_Selected extract_
Re: [PATCH] mm: fix cpu hangs on truncating last page of a 16t sparse file

linux-fsdevel.vger.kernel.org archive mirror
 help / color / mirror / Atom feed

From: Jeff Layton <jlayton@poochiereds.net>
To: Dave Chinner <david@fromorbit.com>
Cc: Hugh Dickins <hughd@google.com>, angelo <angelo70@gmail.com>,
	Al Viro <viro@zeniv.linux.org.uk>,
	Andrew Morton <akpm@linux-foundation.org>,
	Christoph Hellwig <hch@infradead.org>,
	Andi Kleen <andi@firstfloor.org>, Eryu Guan <eguan@redhat.com>,
	linux-kernel@vger.kernel.org, linux-fsdevel@vger.kernel.org,
	linux-mm@kvack.org
Subject: Re: [PATCH] mm: fix cpu hangs on truncating last page of a 16t sparse file
Date: Sun, 27 Sep 2015 19:56:55 -0400	[thread overview]
Message-ID: <20150927195655.18e20003@tlielax.poochiereds.net> (raw)
In-Reply-To: <20150927232645.GW3902@dastard>

On Mon, 28 Sep 2015 09:26:45 +1000
Dave Chinner <david@fromorbit.com> wrote:

> On Sun, Sep 27, 2015 at 10:59:33AM -0700, Hugh Dickins wrote:
> > On Sun, 27 Sep 2015, angelo wrote:
> > > On 27/09/2015 03:36, Hugh Dickins wrote:
> > > > Let's Cc linux-fsdevel, who will be more knowledgable.

_Items from a dataset_

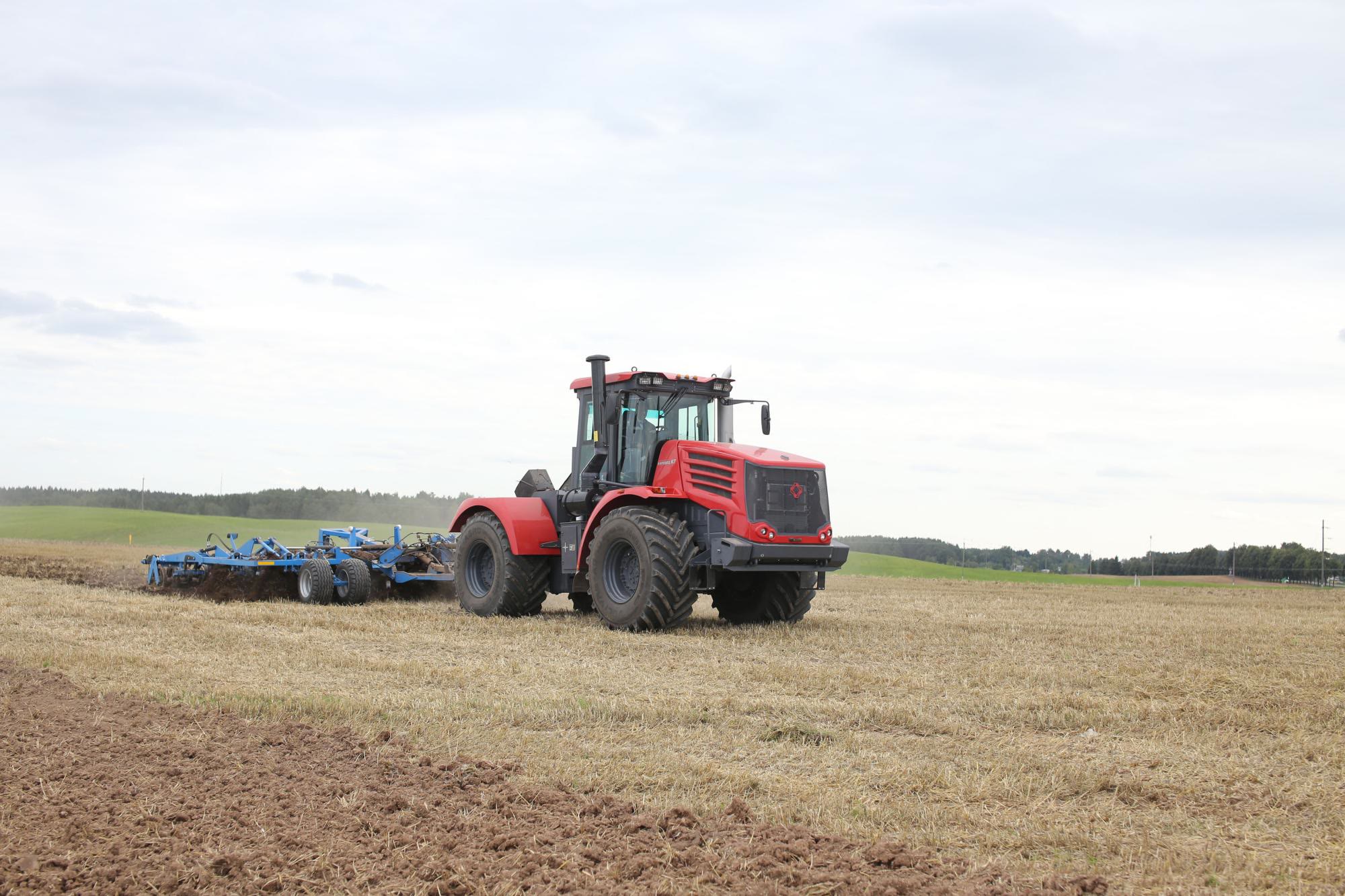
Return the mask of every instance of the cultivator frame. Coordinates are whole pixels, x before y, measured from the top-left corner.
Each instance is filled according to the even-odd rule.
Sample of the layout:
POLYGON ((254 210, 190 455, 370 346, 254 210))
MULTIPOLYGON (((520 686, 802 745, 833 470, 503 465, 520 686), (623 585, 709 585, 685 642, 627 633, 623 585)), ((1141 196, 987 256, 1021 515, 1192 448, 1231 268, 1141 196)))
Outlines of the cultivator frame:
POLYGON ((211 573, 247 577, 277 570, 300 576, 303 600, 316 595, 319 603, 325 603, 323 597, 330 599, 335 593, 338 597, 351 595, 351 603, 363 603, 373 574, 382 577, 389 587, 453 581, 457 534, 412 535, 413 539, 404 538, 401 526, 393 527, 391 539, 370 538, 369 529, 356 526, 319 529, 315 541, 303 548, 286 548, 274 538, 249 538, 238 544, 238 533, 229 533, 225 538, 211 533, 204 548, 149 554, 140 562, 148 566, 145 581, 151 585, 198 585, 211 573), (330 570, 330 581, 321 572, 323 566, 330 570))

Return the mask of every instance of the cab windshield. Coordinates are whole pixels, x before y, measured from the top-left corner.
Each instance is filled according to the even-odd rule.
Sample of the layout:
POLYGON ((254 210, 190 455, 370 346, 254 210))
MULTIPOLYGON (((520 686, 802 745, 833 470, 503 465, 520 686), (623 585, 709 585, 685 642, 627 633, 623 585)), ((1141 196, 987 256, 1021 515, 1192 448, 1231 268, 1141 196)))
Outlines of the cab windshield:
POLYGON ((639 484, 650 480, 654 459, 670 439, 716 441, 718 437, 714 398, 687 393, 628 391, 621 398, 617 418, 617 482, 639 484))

_Exercise instructions_
(1) Return, word for word, the part of the mailing-list message that opens with the words containing "In-Reply-To: <20150927232645.GW3902@dastard>" and closes with "be more knowledgable.".
(2) Using the mailing-list message, answer these:
(a) Whose archive mirror is named at the top?
(b) Who is listed in the "To:" line?
(c) What date is given for the message?

_Solutions by task_
(1)
In-Reply-To: <20150927232645.GW3902@dastard>

On Mon, 28 Sep 2015 09:26:45 +1000
Dave Chinner <david@fromorbit.com> wrote:

> On Sun, Sep 27, 2015 at 10:59:33AM -0700, Hugh Dickins wrote:
> > On Sun, 27 Sep 2015, angelo wrote:
> > > On 27/09/2015 03:36, Hugh Dickins wrote:
> > > > Let's Cc linux-fsdevel, who will be more knowledgable.

(2)
(a) linux-fsdevel.vger.kernel.org
(b) Dave Chinner <david@fromorbit.com>
(c) Sun, 27 Sep 2015 19:56:55 -0400